-- START OF TASK DATA --

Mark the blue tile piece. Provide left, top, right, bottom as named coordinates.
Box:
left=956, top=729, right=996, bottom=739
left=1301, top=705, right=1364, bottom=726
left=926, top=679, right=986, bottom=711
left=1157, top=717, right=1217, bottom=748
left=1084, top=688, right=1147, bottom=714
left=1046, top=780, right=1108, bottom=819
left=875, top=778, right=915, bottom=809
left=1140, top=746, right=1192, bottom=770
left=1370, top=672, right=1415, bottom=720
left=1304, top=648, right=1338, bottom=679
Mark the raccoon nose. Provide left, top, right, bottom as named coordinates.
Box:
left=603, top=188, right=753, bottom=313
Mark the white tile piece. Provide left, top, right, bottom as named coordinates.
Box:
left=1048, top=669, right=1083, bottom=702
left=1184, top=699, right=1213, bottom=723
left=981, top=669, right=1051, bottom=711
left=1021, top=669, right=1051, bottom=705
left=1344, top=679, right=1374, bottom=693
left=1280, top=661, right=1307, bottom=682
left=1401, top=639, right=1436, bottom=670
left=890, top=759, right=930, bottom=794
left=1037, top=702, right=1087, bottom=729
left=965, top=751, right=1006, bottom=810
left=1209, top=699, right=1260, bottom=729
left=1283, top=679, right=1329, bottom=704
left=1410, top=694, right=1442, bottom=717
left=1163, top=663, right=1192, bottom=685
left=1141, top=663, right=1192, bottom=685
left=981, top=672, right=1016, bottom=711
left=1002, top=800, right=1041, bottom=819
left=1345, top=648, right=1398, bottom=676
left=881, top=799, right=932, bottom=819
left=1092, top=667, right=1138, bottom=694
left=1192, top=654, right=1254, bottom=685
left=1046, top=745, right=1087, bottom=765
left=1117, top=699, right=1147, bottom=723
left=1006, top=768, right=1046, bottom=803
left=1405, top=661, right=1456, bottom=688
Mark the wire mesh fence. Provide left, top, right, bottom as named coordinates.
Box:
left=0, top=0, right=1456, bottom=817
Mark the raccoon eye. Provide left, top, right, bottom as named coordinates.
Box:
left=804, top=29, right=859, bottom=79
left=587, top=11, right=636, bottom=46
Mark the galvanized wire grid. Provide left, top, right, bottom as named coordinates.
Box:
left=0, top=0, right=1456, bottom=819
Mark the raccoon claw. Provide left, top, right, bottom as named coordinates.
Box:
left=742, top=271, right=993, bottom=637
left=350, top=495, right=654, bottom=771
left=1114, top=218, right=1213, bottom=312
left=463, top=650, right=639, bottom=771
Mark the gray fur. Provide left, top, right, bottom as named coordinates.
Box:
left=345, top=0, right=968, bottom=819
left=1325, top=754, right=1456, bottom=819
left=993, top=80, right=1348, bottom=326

-- END OF TASK DATA --

SHORT EXERCISE » Copy the lines of the items word for word, starting at the line that contains "Mark the galvanized" and continuing through the last line of the items.

REPLY »
Mark the galvanized wire grid. Provide left, top, right, bottom as named coordinates.
Box:
left=0, top=0, right=1456, bottom=819
Mark the raccoon claw. Provide left, top, right, bottom as named coordinates.
Box:
left=742, top=271, right=993, bottom=637
left=350, top=495, right=654, bottom=771
left=1114, top=218, right=1213, bottom=312
left=463, top=650, right=639, bottom=771
Mark the gray fur. Provide left, top, right, bottom as named coordinates.
Box:
left=345, top=0, right=968, bottom=819
left=1325, top=754, right=1456, bottom=819
left=993, top=80, right=1348, bottom=326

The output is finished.